Requirement: Can you rewrite all of the data below with every "even-odd" changed to "nonzero" and nothing else altered? Leave out the pictures.

Exercise material:
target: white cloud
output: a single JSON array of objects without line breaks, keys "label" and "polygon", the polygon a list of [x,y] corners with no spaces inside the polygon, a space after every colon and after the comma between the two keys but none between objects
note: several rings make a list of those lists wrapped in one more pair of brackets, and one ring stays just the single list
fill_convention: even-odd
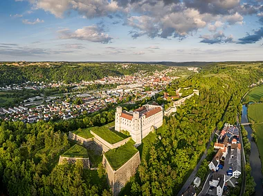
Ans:
[{"label": "white cloud", "polygon": [[34,9],[43,9],[56,17],[63,18],[66,10],[74,10],[87,18],[107,16],[116,12],[118,7],[114,1],[107,0],[28,0]]},{"label": "white cloud", "polygon": [[225,16],[224,20],[228,22],[230,25],[234,24],[243,24],[243,17],[240,15],[238,12],[236,12],[234,14]]},{"label": "white cloud", "polygon": [[208,28],[209,31],[216,32],[218,28],[222,27],[224,26],[224,23],[221,21],[216,21],[215,24],[208,24]]},{"label": "white cloud", "polygon": [[104,32],[104,30],[97,26],[84,26],[72,32],[69,29],[57,31],[60,39],[75,39],[79,40],[89,41],[91,42],[100,42],[107,43],[113,39],[108,34]]},{"label": "white cloud", "polygon": [[222,30],[219,30],[214,35],[203,35],[199,37],[202,40],[201,43],[215,44],[215,43],[233,43],[234,37],[233,35],[226,37]]},{"label": "white cloud", "polygon": [[152,46],[146,48],[147,49],[154,49],[154,50],[158,50],[160,49],[158,46]]},{"label": "white cloud", "polygon": [[22,20],[22,22],[24,24],[35,25],[35,24],[37,24],[37,23],[44,23],[44,20],[40,20],[39,18],[37,18],[35,21],[30,21],[30,20],[28,20],[28,19],[24,19],[24,20]]},{"label": "white cloud", "polygon": [[142,52],[142,51],[138,52],[134,52],[134,55],[145,55],[145,52]]},{"label": "white cloud", "polygon": [[21,18],[21,17],[23,17],[22,14],[16,14],[15,15],[10,14],[9,16],[10,17],[12,17],[12,18]]}]

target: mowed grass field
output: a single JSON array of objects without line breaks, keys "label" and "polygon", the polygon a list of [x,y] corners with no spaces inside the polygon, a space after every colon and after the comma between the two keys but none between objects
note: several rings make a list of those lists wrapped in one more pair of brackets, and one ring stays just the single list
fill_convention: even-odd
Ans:
[{"label": "mowed grass field", "polygon": [[260,98],[263,97],[263,85],[257,86],[246,96],[246,102],[258,102]]}]

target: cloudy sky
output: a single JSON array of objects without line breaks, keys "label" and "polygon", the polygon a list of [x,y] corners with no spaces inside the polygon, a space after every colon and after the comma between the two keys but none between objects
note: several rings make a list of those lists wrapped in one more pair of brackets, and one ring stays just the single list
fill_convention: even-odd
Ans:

Written solution:
target: white cloud
output: a single JSON array of objects without line breaks, keys "label" and "polygon", the polygon a list of [x,y] corners with no spaces inside the polygon, a space after every colon and after the comma between the two keys but none between objects
note: several rings make a list of those lists wrapped in one more pair of brackets, and one ring stays just the single list
fill_convention: nonzero
Ans:
[{"label": "white cloud", "polygon": [[34,9],[43,9],[56,17],[63,18],[66,10],[74,10],[87,18],[107,16],[116,12],[118,7],[114,1],[107,0],[28,0]]},{"label": "white cloud", "polygon": [[225,16],[224,20],[228,22],[230,25],[234,24],[243,24],[243,17],[240,15],[238,12],[236,12],[234,14]]},{"label": "white cloud", "polygon": [[208,28],[209,31],[216,32],[218,28],[222,27],[224,26],[224,23],[221,21],[216,21],[215,24],[208,24]]},{"label": "white cloud", "polygon": [[104,32],[104,30],[97,26],[84,26],[72,32],[69,29],[57,31],[60,39],[75,39],[79,40],[89,41],[91,42],[100,42],[107,43],[113,39],[108,34]]},{"label": "white cloud", "polygon": [[222,30],[219,30],[214,35],[203,35],[199,37],[202,40],[201,43],[215,44],[215,43],[233,43],[234,37],[233,35],[226,37]]},{"label": "white cloud", "polygon": [[152,46],[146,48],[147,49],[154,49],[154,50],[158,50],[160,49],[158,46]]},{"label": "white cloud", "polygon": [[22,20],[22,22],[24,24],[35,25],[35,24],[37,24],[37,23],[44,23],[44,20],[40,20],[39,18],[37,18],[35,21],[30,21],[30,20],[28,20],[28,19],[24,19],[24,20]]},{"label": "white cloud", "polygon": [[142,52],[142,51],[138,52],[134,52],[134,55],[145,55],[145,52]]},{"label": "white cloud", "polygon": [[21,18],[21,17],[23,17],[22,14],[16,14],[15,15],[10,14],[9,16],[10,17],[12,17],[12,18]]}]

target: mowed grass field
output: a single JSON array of objects without line breaks, keys "label" and "polygon", the polygon a list of [x,y] corners with no spaces inside the polygon, a space after every colon and after the comma between the two keys but none between objects
note: several rings make a list of those lists wrapped in one more pair of brackets, and one ring stays just the single list
fill_convention: nonzero
Ans:
[{"label": "mowed grass field", "polygon": [[260,98],[263,97],[263,85],[257,86],[246,96],[246,102],[258,102]]}]

target: cloudy sky
output: a single JSON array of objects without line breaks, keys "label" and "polygon", the polygon a list of [x,y] corners with no spaces inside the polygon, a space after every colon and after the comma between the two keys but none between objects
note: several rings make a list of those lists wrapped in one more pair of brackets, and one ring stays just the single list
fill_convention: nonzero
Ans:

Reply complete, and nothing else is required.